Data section:
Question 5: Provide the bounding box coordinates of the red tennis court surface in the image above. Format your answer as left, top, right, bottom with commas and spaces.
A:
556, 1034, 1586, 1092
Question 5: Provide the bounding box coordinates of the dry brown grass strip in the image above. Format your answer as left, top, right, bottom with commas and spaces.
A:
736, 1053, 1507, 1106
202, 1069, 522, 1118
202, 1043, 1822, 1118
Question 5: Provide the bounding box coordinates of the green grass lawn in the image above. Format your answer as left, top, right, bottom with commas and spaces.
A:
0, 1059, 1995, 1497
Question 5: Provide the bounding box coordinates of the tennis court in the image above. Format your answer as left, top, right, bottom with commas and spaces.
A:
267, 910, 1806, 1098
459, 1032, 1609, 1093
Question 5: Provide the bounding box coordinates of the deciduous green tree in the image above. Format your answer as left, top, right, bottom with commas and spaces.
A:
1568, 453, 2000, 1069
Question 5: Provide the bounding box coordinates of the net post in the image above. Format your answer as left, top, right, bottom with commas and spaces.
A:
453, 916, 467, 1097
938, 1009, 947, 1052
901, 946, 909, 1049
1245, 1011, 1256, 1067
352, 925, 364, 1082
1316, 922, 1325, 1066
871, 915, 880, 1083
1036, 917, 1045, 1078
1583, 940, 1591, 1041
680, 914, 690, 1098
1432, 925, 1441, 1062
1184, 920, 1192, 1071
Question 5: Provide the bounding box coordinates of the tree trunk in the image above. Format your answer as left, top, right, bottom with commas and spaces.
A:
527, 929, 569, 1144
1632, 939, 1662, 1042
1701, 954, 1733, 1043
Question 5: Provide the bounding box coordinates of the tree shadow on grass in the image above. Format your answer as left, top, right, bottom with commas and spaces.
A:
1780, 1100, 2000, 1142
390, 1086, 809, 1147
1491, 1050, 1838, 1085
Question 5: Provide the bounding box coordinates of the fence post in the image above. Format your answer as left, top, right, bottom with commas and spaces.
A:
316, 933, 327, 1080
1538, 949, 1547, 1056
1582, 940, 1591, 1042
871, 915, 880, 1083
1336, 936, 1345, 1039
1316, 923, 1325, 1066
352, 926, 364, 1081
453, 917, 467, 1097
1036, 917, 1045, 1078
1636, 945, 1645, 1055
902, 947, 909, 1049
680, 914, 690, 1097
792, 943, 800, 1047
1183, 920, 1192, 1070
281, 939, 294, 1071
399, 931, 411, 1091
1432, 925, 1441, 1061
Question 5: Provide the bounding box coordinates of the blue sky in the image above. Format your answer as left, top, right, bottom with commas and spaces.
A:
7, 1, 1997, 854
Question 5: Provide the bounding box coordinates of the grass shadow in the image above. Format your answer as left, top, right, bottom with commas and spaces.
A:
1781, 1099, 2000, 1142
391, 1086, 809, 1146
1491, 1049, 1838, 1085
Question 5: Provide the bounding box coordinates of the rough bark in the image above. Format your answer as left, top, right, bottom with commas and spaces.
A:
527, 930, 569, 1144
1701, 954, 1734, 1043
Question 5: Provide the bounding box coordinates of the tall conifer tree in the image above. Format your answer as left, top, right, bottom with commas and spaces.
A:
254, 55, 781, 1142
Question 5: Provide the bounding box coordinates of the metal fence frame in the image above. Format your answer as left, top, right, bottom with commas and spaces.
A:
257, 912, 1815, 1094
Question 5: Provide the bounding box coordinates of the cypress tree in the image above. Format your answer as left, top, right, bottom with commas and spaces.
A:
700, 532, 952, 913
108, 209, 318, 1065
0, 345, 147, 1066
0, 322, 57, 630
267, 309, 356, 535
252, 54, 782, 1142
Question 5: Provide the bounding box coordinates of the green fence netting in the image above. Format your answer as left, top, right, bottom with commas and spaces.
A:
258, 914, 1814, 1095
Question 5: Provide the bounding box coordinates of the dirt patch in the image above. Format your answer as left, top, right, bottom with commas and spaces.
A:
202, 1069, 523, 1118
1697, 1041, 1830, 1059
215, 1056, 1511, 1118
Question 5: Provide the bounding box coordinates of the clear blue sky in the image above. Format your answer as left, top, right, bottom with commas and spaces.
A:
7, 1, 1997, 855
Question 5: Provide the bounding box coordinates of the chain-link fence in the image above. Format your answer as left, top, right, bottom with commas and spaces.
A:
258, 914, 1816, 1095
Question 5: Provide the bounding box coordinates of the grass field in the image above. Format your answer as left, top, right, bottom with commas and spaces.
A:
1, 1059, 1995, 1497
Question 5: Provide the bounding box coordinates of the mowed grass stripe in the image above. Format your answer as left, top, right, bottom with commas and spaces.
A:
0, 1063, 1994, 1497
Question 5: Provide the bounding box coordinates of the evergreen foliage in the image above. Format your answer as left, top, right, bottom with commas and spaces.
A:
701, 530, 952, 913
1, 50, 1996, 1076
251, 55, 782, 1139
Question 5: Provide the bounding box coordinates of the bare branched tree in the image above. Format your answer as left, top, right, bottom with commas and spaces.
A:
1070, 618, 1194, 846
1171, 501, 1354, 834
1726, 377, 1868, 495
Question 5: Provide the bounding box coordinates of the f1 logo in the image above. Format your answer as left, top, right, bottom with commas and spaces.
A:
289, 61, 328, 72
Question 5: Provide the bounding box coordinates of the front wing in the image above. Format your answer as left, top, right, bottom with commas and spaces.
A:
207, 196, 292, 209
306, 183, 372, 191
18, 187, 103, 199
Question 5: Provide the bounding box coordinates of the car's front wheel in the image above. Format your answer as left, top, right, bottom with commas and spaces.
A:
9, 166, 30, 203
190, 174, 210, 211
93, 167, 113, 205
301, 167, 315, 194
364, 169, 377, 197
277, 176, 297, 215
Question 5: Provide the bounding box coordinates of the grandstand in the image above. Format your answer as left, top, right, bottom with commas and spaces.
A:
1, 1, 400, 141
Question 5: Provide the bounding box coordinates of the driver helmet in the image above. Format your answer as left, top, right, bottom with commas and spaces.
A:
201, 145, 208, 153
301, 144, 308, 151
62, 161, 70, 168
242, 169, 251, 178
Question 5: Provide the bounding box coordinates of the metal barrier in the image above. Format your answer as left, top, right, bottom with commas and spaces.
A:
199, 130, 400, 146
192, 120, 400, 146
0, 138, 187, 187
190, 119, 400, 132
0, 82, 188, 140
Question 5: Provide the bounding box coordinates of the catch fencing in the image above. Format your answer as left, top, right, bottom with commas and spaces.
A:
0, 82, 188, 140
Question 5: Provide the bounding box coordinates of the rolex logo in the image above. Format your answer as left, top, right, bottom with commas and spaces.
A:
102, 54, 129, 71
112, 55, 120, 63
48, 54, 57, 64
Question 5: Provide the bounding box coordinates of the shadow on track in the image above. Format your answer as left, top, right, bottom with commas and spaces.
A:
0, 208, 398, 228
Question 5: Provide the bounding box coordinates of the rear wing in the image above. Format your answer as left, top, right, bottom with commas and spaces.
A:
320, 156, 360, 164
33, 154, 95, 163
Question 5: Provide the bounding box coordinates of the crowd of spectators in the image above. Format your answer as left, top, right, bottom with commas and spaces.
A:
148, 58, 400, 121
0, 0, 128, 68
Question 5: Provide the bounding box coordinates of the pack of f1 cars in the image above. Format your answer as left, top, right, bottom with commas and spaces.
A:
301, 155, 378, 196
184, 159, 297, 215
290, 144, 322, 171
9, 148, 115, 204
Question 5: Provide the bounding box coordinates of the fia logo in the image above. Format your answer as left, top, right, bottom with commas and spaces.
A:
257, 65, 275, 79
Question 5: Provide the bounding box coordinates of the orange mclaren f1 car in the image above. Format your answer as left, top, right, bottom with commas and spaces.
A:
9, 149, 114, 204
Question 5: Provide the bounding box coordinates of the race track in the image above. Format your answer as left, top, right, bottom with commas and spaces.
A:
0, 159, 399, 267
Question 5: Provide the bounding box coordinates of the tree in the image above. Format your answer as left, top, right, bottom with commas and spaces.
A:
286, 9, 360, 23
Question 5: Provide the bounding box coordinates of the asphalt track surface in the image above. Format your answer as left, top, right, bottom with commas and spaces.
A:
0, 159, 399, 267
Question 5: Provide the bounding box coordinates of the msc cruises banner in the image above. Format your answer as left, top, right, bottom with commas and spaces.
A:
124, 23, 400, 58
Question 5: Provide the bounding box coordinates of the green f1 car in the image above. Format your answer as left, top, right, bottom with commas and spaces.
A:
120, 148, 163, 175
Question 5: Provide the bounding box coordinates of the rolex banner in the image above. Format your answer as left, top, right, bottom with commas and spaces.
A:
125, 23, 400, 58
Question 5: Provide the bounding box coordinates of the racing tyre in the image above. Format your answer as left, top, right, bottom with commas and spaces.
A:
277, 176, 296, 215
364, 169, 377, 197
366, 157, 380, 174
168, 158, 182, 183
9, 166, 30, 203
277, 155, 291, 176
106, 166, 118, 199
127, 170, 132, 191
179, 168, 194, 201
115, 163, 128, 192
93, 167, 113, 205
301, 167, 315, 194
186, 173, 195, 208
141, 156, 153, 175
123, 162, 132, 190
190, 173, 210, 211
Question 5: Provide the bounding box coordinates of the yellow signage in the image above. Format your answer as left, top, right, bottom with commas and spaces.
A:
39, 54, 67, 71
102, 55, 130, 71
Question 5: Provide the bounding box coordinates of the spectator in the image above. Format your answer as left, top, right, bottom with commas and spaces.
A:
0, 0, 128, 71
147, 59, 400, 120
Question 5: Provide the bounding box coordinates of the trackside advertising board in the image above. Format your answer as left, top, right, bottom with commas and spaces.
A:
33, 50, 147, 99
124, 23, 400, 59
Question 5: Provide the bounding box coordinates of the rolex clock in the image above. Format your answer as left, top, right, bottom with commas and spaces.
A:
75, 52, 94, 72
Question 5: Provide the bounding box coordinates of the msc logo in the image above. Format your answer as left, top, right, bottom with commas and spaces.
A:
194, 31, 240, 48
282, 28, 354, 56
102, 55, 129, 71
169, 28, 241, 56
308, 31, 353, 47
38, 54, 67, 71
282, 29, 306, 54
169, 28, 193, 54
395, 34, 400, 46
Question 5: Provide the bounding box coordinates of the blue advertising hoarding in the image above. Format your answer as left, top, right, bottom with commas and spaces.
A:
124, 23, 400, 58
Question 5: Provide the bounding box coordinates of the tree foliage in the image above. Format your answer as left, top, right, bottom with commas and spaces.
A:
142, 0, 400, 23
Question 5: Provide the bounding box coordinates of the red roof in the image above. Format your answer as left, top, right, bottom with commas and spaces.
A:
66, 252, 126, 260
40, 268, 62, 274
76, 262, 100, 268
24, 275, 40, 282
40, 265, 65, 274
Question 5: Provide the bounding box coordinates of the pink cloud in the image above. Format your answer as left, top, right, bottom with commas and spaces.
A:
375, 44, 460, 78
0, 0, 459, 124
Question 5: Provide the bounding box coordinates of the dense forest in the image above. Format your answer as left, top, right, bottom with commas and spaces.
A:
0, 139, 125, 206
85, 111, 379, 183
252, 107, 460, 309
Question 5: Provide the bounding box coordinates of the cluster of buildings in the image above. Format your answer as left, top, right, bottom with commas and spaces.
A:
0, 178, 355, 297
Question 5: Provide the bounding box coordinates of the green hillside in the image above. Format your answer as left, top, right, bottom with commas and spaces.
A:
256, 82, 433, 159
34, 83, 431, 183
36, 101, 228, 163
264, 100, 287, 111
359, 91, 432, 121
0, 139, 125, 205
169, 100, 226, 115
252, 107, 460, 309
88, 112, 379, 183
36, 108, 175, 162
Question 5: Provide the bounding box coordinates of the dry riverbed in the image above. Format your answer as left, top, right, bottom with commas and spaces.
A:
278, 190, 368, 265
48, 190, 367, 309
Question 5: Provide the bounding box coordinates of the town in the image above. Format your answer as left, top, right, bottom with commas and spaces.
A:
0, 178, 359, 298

Task item: Your reply should consist of one number: how many lines of the material above include the word "grass".

Response to this exercise: 6